— Brief —
Write out the data that follows exactly, keeping every picture out.

— Information shown —
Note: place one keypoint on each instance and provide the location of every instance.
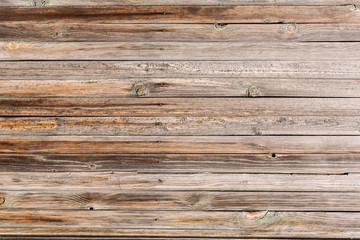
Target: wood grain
(180, 144)
(42, 3)
(186, 14)
(273, 51)
(183, 163)
(185, 107)
(158, 181)
(181, 87)
(181, 126)
(92, 32)
(45, 199)
(92, 70)
(202, 224)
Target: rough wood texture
(180, 200)
(89, 32)
(137, 181)
(91, 70)
(44, 3)
(184, 126)
(196, 223)
(228, 51)
(186, 14)
(181, 87)
(188, 163)
(169, 119)
(179, 144)
(186, 107)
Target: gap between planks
(89, 32)
(186, 14)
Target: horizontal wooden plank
(179, 144)
(272, 51)
(183, 163)
(42, 3)
(45, 199)
(90, 32)
(185, 107)
(186, 14)
(157, 181)
(182, 87)
(92, 70)
(183, 126)
(202, 224)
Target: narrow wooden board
(202, 224)
(185, 107)
(183, 163)
(158, 181)
(181, 87)
(91, 32)
(180, 144)
(45, 199)
(226, 51)
(181, 126)
(45, 3)
(186, 14)
(92, 70)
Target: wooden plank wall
(179, 119)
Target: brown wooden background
(149, 119)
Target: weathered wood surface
(229, 51)
(175, 223)
(184, 163)
(183, 126)
(157, 181)
(48, 199)
(89, 32)
(44, 3)
(186, 14)
(174, 119)
(180, 144)
(92, 70)
(185, 107)
(181, 87)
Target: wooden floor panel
(169, 119)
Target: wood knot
(293, 27)
(255, 214)
(252, 91)
(16, 46)
(220, 26)
(40, 3)
(352, 7)
(140, 89)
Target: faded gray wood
(272, 51)
(45, 3)
(196, 223)
(185, 107)
(184, 163)
(181, 87)
(90, 32)
(158, 181)
(92, 70)
(184, 126)
(185, 14)
(180, 144)
(48, 199)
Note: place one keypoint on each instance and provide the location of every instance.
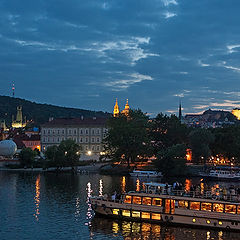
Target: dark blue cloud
(87, 53)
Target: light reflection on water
(37, 197)
(66, 213)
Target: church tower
(125, 111)
(180, 111)
(116, 109)
(18, 123)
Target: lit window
(116, 211)
(195, 205)
(147, 200)
(156, 216)
(206, 207)
(218, 207)
(230, 209)
(157, 201)
(238, 209)
(145, 215)
(183, 204)
(136, 214)
(126, 213)
(136, 200)
(128, 199)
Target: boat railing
(207, 195)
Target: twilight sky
(85, 54)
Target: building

— Expected answer —
Note: place one keypoint on each instance and provide the location of every instance.
Target: wood grain
(180, 144)
(42, 3)
(186, 14)
(273, 51)
(183, 163)
(185, 107)
(158, 181)
(181, 87)
(181, 126)
(92, 32)
(45, 199)
(92, 70)
(202, 224)
Target: rough wood texture
(180, 200)
(89, 32)
(137, 181)
(91, 70)
(44, 3)
(184, 126)
(196, 223)
(228, 51)
(186, 14)
(181, 87)
(188, 163)
(169, 119)
(179, 144)
(186, 107)
Target: gap between planks
(89, 32)
(186, 14)
Target: horizontal wooden plank
(179, 144)
(272, 51)
(183, 163)
(42, 3)
(45, 199)
(90, 32)
(185, 107)
(186, 14)
(157, 181)
(182, 87)
(92, 70)
(183, 126)
(202, 224)
Target: narrow wooden board
(202, 224)
(185, 107)
(183, 163)
(158, 181)
(181, 87)
(91, 32)
(180, 144)
(45, 199)
(226, 51)
(181, 126)
(45, 3)
(186, 14)
(92, 70)
Target: wooden plank wall
(179, 119)
Target: brown wooden background
(149, 119)
Target: weathered wood surface
(229, 51)
(175, 223)
(184, 163)
(183, 126)
(157, 181)
(48, 199)
(89, 32)
(44, 3)
(186, 14)
(174, 119)
(180, 144)
(92, 70)
(185, 107)
(181, 87)
Target: wooden floor panel
(169, 119)
Target: wood knot
(293, 27)
(255, 214)
(252, 91)
(16, 46)
(220, 26)
(40, 3)
(352, 7)
(140, 89)
Target: faded gray wood
(272, 51)
(45, 3)
(196, 223)
(185, 107)
(184, 163)
(181, 87)
(90, 32)
(158, 181)
(92, 70)
(184, 126)
(185, 14)
(180, 144)
(48, 199)
Note: place one keypoint on each instance and provide the location of every instance.
Target: dark blue cloud
(87, 53)
Target: light reflection on water
(37, 197)
(66, 213)
Target: church tower
(125, 111)
(180, 111)
(116, 109)
(18, 123)
Target: lit window
(116, 211)
(195, 205)
(147, 200)
(156, 216)
(206, 207)
(218, 207)
(230, 209)
(157, 201)
(238, 209)
(145, 215)
(183, 204)
(136, 214)
(126, 213)
(136, 200)
(128, 199)
Target: boat railing
(207, 195)
Target: twilight sky
(85, 54)
Target: building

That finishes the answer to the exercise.